◆ **Assigned task**
Print every entry word for word, but omit the pictures.
START Dataset content
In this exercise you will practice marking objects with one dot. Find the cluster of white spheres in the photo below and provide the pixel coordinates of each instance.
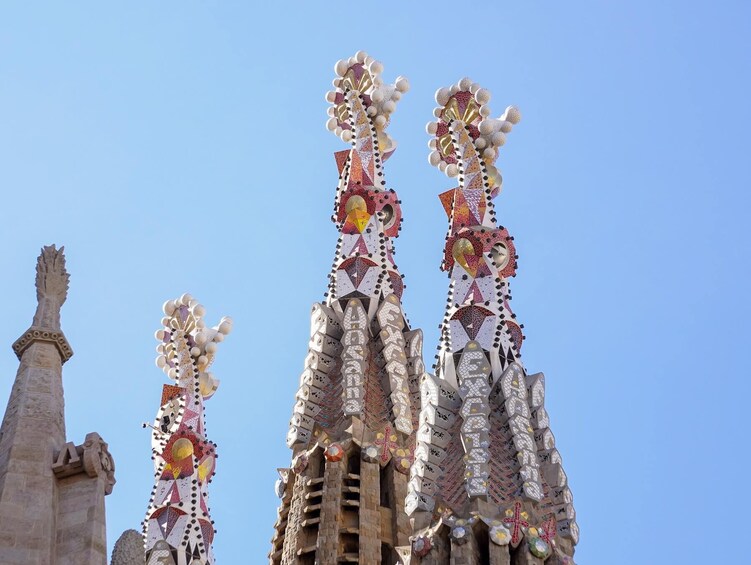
(383, 96)
(205, 339)
(492, 130)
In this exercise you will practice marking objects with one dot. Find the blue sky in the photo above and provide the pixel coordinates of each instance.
(180, 146)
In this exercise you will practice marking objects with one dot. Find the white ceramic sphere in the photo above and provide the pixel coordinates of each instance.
(482, 96)
(442, 96)
(486, 127)
(513, 114)
(341, 67)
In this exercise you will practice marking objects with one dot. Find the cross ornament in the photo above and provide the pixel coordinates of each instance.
(516, 521)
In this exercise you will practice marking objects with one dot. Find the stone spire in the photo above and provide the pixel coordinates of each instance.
(51, 492)
(487, 479)
(353, 426)
(178, 528)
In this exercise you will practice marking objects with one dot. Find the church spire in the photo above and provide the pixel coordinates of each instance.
(486, 468)
(353, 426)
(178, 528)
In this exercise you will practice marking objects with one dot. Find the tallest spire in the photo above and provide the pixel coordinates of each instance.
(354, 421)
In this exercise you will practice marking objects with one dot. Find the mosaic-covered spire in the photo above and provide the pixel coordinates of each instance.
(178, 529)
(355, 414)
(365, 285)
(485, 449)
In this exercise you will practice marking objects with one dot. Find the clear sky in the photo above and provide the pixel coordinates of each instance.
(180, 146)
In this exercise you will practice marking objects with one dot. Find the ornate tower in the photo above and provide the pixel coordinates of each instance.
(353, 426)
(51, 491)
(487, 484)
(178, 529)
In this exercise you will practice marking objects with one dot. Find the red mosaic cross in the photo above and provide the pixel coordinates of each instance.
(548, 529)
(387, 443)
(515, 523)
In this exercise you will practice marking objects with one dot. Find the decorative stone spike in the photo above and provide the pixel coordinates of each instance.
(177, 521)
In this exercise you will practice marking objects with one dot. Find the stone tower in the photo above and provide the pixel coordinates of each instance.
(178, 529)
(355, 417)
(487, 485)
(51, 491)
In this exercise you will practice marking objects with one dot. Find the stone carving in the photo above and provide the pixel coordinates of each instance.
(97, 460)
(128, 549)
(92, 458)
(52, 287)
(52, 290)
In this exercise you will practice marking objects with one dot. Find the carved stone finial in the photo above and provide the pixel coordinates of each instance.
(52, 287)
(128, 549)
(98, 461)
(52, 290)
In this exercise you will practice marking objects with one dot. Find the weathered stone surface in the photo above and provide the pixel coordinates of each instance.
(51, 491)
(128, 549)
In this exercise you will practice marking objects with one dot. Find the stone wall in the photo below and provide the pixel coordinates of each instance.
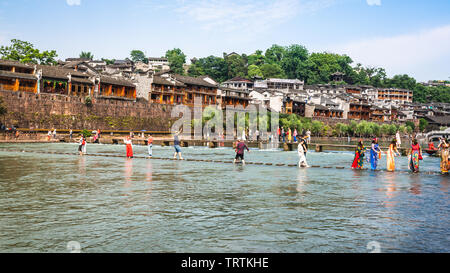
(46, 111)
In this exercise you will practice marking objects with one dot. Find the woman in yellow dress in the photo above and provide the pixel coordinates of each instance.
(390, 154)
(444, 147)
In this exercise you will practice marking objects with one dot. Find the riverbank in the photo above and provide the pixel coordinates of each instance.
(181, 206)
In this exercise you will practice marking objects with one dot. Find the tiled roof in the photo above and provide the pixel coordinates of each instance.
(111, 80)
(192, 80)
(162, 81)
(10, 74)
(15, 64)
(59, 72)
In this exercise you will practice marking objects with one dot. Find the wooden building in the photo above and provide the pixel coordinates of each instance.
(115, 88)
(233, 97)
(64, 81)
(359, 111)
(16, 76)
(395, 94)
(294, 106)
(326, 112)
(169, 88)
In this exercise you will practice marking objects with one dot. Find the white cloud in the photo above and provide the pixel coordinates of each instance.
(373, 2)
(73, 2)
(424, 54)
(248, 16)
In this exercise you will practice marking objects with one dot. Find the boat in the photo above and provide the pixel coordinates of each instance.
(430, 152)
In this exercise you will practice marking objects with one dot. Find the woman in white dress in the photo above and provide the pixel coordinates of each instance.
(301, 150)
(398, 139)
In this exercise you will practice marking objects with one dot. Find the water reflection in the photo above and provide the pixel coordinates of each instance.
(415, 185)
(445, 180)
(128, 172)
(82, 165)
(390, 189)
(149, 178)
(156, 205)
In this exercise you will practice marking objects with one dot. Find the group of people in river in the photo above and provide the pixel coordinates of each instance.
(292, 136)
(414, 155)
(374, 152)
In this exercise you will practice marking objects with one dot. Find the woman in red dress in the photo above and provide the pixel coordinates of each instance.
(129, 147)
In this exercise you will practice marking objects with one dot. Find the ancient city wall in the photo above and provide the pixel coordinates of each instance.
(46, 111)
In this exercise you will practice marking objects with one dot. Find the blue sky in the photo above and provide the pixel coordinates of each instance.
(411, 37)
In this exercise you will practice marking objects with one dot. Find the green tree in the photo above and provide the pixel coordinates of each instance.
(138, 56)
(213, 66)
(253, 71)
(26, 53)
(411, 125)
(320, 66)
(176, 59)
(109, 61)
(293, 62)
(275, 54)
(402, 81)
(3, 109)
(272, 71)
(317, 127)
(385, 129)
(237, 66)
(256, 58)
(422, 124)
(86, 55)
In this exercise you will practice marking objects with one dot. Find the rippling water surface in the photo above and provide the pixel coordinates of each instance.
(114, 204)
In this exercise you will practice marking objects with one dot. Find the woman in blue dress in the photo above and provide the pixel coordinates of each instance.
(375, 151)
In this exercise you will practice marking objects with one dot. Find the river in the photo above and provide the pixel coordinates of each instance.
(114, 204)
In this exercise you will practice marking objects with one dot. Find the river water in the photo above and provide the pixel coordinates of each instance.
(114, 204)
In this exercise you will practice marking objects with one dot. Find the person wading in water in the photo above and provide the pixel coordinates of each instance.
(240, 146)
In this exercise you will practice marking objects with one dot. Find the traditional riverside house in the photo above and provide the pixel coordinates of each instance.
(122, 67)
(359, 108)
(321, 111)
(197, 87)
(350, 89)
(170, 88)
(64, 81)
(116, 88)
(395, 95)
(166, 91)
(233, 97)
(16, 76)
(379, 114)
(238, 83)
(274, 83)
(158, 64)
(294, 106)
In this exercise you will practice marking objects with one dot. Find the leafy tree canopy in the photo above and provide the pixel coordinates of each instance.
(26, 53)
(86, 55)
(176, 59)
(138, 56)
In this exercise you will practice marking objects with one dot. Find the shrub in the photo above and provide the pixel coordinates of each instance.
(88, 101)
(86, 133)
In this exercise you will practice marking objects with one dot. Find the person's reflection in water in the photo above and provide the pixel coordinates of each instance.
(391, 189)
(357, 178)
(82, 165)
(149, 178)
(445, 180)
(302, 181)
(128, 172)
(415, 185)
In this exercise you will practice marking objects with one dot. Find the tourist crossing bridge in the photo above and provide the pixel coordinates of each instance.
(286, 146)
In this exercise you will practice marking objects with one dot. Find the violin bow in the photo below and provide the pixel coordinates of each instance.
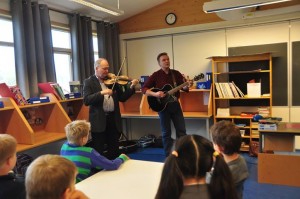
END Dataset content
◆ **Completed task**
In this exercise you will practice marking objects with one dot. Find the cluster of white spheres in the photo below and provide the pixel coordinates of each instance.
(383, 96)
(205, 339)
(492, 130)
In this exercise you will practice marking objects with one dot. Find the blue sky in the photo above and provide the pixel coordinates of each instance.
(180, 146)
In this exercise you will practice marking objects with one dot. Find the white ceramic sphere in the photo above and provide the pixel coordinates of each instance.
(482, 96)
(442, 96)
(486, 127)
(513, 114)
(341, 67)
In this exercise you will practice marking objects with one dot. Find the cross ornament in the photo above and provide the pixel coordinates of each instance.
(516, 521)
In this exercise you will practice marking objects with one dot. Find the stone spire in the photo above and provide the pixel coordinates of each instance.
(51, 492)
(487, 479)
(353, 426)
(178, 528)
In this exercise you will practice marking objects with one dot. Find the church spire in the photo above and provide the pixel coordinates of each instance.
(486, 468)
(353, 426)
(178, 528)
In this exercise you will practice marking objects with one dot. Find the tallest spire in the photo above and provide the pixel coordinates of each instance.
(354, 421)
In this exercise you will practice marking objects with one dot. Find the mosaic-covered spire in the photo above and provide the pixel coordinates of each instance.
(178, 529)
(355, 414)
(365, 285)
(485, 449)
In this exercise you will practice marking objects with one dot. Find the clear sky in the photo above and provide the pixel coordinates of each instance.
(180, 146)
In this exercise you will practice marking objects with one dot. Find the ornate tower in the photo above and provide the pixel coordinates of each instance.
(353, 426)
(51, 491)
(487, 484)
(178, 529)
In this exercise you will practice marking objects with one dot. Find the red mosaic cross in the photo above and provide the pixel coordinates of each instance.
(548, 529)
(387, 443)
(515, 523)
In this exercise you will practice marking objects with one dot. Find the decorative stone spike in the photo above and provide the pixel coordinates of each instance.
(177, 521)
In this exercise you will practice marking objects with one dot. Find the stone tower in the photo above and provide the pixel coordinates of each instance.
(178, 529)
(355, 417)
(487, 485)
(51, 491)
In this exercise you will practice marking objects with one dot. Find the stone carving in the photo above and provide the pixel coordinates of each instance.
(97, 460)
(128, 549)
(92, 458)
(52, 287)
(52, 290)
In this exercise you will practice marking objects with one dot. Find the carved stone finial in the photo above and provide the pixel coordinates of each instance.
(52, 287)
(128, 549)
(98, 461)
(52, 290)
In this exercise you will practice marking objects with one dot. Find the weathered stone surface in the photo above and provide the pixel coordinates of each instance.
(51, 491)
(128, 549)
In this exercise you will practice marking objects with one dot. Find the stone wall in the photo below and provide the pixel coordinates of each instance.
(46, 111)
In this exercise you will practice marking objects with one dot. Find the woman in yellow dress in the photo above and provide the pixel coordinates of each instance.
(390, 154)
(444, 147)
In this exercise you will practice marking objects with one dot. Find the riverbank in the photo above and provide the pixel coordinates of each instance.
(181, 206)
In this exercise you will practice marking objects with one dot. Find the tiled roof in the photo above and provide the pixel coordinates of each instance.
(111, 80)
(192, 80)
(162, 81)
(10, 74)
(15, 64)
(59, 72)
In this exercise you will practice marking objects with one dot. Find the wooden building in the photo above and provide the pixel coordinates of each instance.
(115, 88)
(233, 97)
(64, 81)
(359, 111)
(16, 76)
(395, 94)
(294, 106)
(326, 112)
(169, 88)
In this exercise you will practice marking objects with one dot. Find the white cloud in the photo above and provide the pixel coordinates of each instance.
(373, 2)
(73, 2)
(424, 54)
(248, 16)
In this exercise you will practice marking objects with one dot. Find the boat in the photo above and provide the pixel coordinates of each instance.
(430, 152)
In this exercise you will practice marking objects with one dot. Find the woman in white dress in the photo above and provide the pixel coordinates of each instance.
(301, 150)
(398, 139)
In this exercise you will practice marking objects with one dot. Find the water reflection in the photo above and provide the pixel coordinates of each instance.
(415, 185)
(445, 180)
(128, 172)
(82, 165)
(390, 189)
(149, 178)
(156, 205)
In this exercise you will practice marking objects with one dot. Find the group of people in river in the photo above and provide the pixel coordinates of each instance.
(292, 136)
(414, 155)
(374, 152)
In this exercise you will practice marking objects with one dot. Find the woman in red dress in the photo above and provide the pixel coordinates of each instance.
(129, 147)
In this exercise you will practice marking objects with one dot. Find the ancient city wall in the photo above and provide the pixel coordinates of each instance.
(46, 111)
In this exercise you will practice marking objects with one dot. Find the blue sky in the photo above and provide the pixel coordinates of each instance.
(411, 37)
In this exercise you will practice marking objects with one dot. Find the green tree in the photo above and provide the pixel coordinates of each instance.
(138, 56)
(213, 66)
(253, 71)
(26, 53)
(411, 125)
(320, 66)
(176, 59)
(109, 61)
(293, 62)
(275, 54)
(402, 81)
(3, 109)
(272, 71)
(317, 127)
(385, 129)
(237, 66)
(256, 58)
(422, 124)
(86, 55)
In this exercise you will practice marking objects with one dot. Find the rippling water surface in the photo above and provide the pixel coordinates of each instance.
(114, 204)
In this exercise you will practice marking objects with one dot. Find the woman in blue dress in the photo above and provide the pixel coordinates of each instance.
(375, 151)
In this exercise you will practice marking objects with one dot. Find the river in the photo above and provide the pixel coordinates of each instance.
(114, 204)
In this exercise you will practice marking objects with one dot. Find the river water in the photo above and provide the pixel coordinates of each instance.
(114, 204)
In this exercise you will practice marking objects with one dot. Find the person wading in water in the photo above and provide the pixel coordinates of each instance.
(240, 146)
In this exercise you will practice marking objects with one dot. Find the traditional riverside house in the photo above and provide the pixel coordinates of each instance.
(122, 67)
(359, 108)
(321, 111)
(197, 87)
(350, 89)
(170, 88)
(64, 81)
(116, 88)
(395, 95)
(166, 91)
(233, 97)
(16, 76)
(379, 114)
(238, 83)
(274, 83)
(158, 64)
(294, 106)
In this exercise you will practice marking objects with one dot. Find the leafy tree canopy in the photo above and provide the pixel coordinates of each instance.
(26, 53)
(86, 55)
(176, 59)
(138, 56)
In this exercise you will practice marking objects with one dot. Find the shrub in the photo above and provide the pixel coordinates of each instance.
(88, 101)
(86, 133)
In this exercise you will practice marking objects with one dot. Find the person's reflection in water in the photo above and provide the pixel coordinates of each instance.
(391, 189)
(357, 178)
(82, 165)
(149, 178)
(445, 180)
(302, 181)
(128, 172)
(415, 185)
In this exercise you will practice marking objects with one dot. Find the tourist crossing bridge in the photo above and provide the pixel coordinates of each instance.
(286, 146)
In this exercise you will practice marking objects with one dot. Find the violin bow in the photo below and provide the pixel coordinates of each instance.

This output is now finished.